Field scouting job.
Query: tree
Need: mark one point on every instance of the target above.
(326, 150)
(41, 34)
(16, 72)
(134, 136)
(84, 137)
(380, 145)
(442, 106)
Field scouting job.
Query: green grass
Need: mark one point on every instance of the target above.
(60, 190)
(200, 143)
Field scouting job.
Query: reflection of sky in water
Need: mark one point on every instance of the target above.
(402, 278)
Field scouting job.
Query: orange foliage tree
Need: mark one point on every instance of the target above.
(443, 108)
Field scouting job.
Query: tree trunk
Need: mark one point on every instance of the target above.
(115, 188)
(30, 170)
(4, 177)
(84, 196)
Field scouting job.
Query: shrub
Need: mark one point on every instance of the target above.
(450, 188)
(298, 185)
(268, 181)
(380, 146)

========================================================================

**WHAT THE TASK ASKS**
Set down exactly the lines from the one that contains "Query: shrub" to the final line above, both included, and nothing more.

**RESULT FOR THIS EXERCISE**
Query: shrub
Need: mark one point on every instance of the target above.
(450, 188)
(298, 185)
(268, 181)
(380, 146)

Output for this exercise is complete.